FIG. 5 illustrates in a schematic manner, the principle of decoding during a transition between a transform decoding and a predictive decoding according to the invention.
Considered here is a succession of audio frame to be decoded either with a transform decoder (FD) for example of MDCT type or with a predictive decoder (LPD) for example of ACELP type. In this example the transform decoder (FD) uses small-delay synthesis windows of “Tukey” type (the invention is independent of the type of window used) and whose total length is equal to two frames (zero values inclusive) as represented in the figure.
Within the meaning of the invention, after the decoding of a frame coded with an FD coder, an inverse DCT transformation is applied to the decoded frame. The latter is de-aliased and then the synthesis window is applied to the de-aliased signal. The synthesis windows of the FD coder are synchronized in such a way that the non-zero part of the window (on the left) corresponds with a new frame. Thus, the frame can be decoded up to the point A since the signal does not have any temporal aliasing before this point.
At the moment of the arrival of the LPD frame, as at the coder, the states or memories of the predictive decoding are reinitialized to predetermined values.
By state of the predictive decoding (LPD), at least the following states are implied:

- The state memory of the resampling filter for the internal frequency of the CELP decoding (12.8 or 16 kHz) at the output frequency fs. It is considered here that the resampling can be performed as a function of the input frequency and internal frequency by FIR filter, filter bank or IIR filter, knowing that an embodiment of FIR type simplifies the use of the state memory which corresponds to the past input signal.
- The state memories of the de-emphasis filter (1/(1−αz⁻¹)).
- The coefficients of the linear prediction filter at the end of the previous frame or their equivalent version in the domains such as the LSF (Line Spectral Frequencies) or ISF (Imittance Spectral Frequencies) domains.
- The state memory of the LPC synthesis filter typically of order 16 (in the preaccentuated domain).
- The memory of the adaptive dictionary (past excitation).
- The state memory of the low-frequency post-filter (LPF) as defined in the standard UIT-G.718 (see clause 7.14.1.1 of the standard UIT-T G.718).
- The quantization memory for the fixed dictionary gain (when this quantization is performed with memory).
FIG. 6 illustrates an embodiment of a decoder and of a decoding method according to the invention.

The particular embodiment lies within the framework of transition between an FD transform codec using an MDCT and a predictive codec of ACELP type.
After a first conventional step of reading in the binary train (E601) by a module 601, a decision module (dec.) determines whether the frame to be processed should be decoded by ACELP predictive decoding or by FD transform decoding.

§ **LISTED RECORDS**:
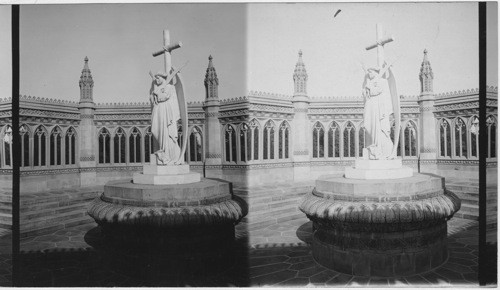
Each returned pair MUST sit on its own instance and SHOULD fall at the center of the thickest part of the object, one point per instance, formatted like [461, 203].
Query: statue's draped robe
[164, 123]
[378, 108]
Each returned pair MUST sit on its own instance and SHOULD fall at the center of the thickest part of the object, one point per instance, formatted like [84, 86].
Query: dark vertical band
[483, 140]
[16, 145]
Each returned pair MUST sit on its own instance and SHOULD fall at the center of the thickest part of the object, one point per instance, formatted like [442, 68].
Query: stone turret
[427, 136]
[300, 78]
[300, 121]
[87, 130]
[211, 82]
[211, 106]
[86, 83]
[426, 76]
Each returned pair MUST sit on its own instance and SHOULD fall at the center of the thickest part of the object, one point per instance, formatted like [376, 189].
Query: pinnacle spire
[211, 80]
[300, 77]
[86, 82]
[426, 75]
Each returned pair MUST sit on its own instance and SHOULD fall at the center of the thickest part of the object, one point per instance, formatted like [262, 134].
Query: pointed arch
[361, 139]
[148, 144]
[6, 148]
[491, 131]
[410, 139]
[318, 140]
[196, 144]
[254, 133]
[230, 143]
[268, 140]
[55, 144]
[70, 143]
[333, 140]
[104, 139]
[119, 139]
[40, 140]
[460, 137]
[444, 138]
[284, 140]
[473, 133]
[401, 139]
[134, 145]
[243, 142]
[349, 139]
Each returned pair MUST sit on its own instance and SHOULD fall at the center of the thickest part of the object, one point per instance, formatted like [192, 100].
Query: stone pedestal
[159, 231]
[378, 169]
[161, 174]
[380, 227]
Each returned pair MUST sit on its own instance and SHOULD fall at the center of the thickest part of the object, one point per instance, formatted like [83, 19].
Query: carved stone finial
[426, 75]
[300, 77]
[211, 81]
[86, 82]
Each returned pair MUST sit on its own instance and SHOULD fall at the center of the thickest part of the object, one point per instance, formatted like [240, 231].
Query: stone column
[301, 134]
[213, 149]
[427, 124]
[87, 131]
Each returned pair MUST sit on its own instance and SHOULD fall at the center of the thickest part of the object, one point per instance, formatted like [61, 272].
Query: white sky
[332, 47]
[5, 52]
[254, 46]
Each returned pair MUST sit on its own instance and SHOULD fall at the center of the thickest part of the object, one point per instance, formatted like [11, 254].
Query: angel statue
[381, 101]
[164, 117]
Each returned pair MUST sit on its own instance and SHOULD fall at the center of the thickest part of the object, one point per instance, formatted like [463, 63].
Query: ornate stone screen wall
[258, 138]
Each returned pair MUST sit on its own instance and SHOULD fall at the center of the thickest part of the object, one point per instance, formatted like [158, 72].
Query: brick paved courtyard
[278, 255]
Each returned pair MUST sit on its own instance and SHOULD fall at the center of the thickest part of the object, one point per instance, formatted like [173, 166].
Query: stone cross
[167, 48]
[380, 45]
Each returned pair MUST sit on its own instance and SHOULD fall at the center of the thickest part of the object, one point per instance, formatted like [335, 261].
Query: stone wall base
[388, 254]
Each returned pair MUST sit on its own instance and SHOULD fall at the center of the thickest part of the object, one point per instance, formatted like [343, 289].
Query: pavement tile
[457, 267]
[397, 282]
[379, 282]
[436, 279]
[260, 261]
[294, 282]
[303, 265]
[471, 277]
[273, 278]
[448, 273]
[359, 281]
[299, 259]
[308, 272]
[417, 280]
[339, 280]
[462, 262]
[300, 253]
[263, 270]
[323, 276]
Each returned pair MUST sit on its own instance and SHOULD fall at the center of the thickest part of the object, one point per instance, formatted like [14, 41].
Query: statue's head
[159, 78]
[372, 72]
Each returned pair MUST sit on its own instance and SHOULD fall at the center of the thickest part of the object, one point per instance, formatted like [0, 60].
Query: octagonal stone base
[385, 228]
[378, 169]
[144, 216]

§ **WHAT IS ASKED**:
**1)** In the codec transition text, what happens to the states or memories of the predictive decoding when the LPD frame arrives?
**2)** According to the codec transition text, why can the frame decoded with the FD coder be decoded up to point A?
You won't need the data for this.

§ **SOLVED PROBLEMS**:
**1)** They are reinitialized to predetermined values, as at the coder.

**2)** The synthesis windows of the FD coder are synchronized so that the non-zero left part of the window corresponds with a new frame. Because of this, the signal has no temporal aliasing before point A, so the frame can be decoded up to that point.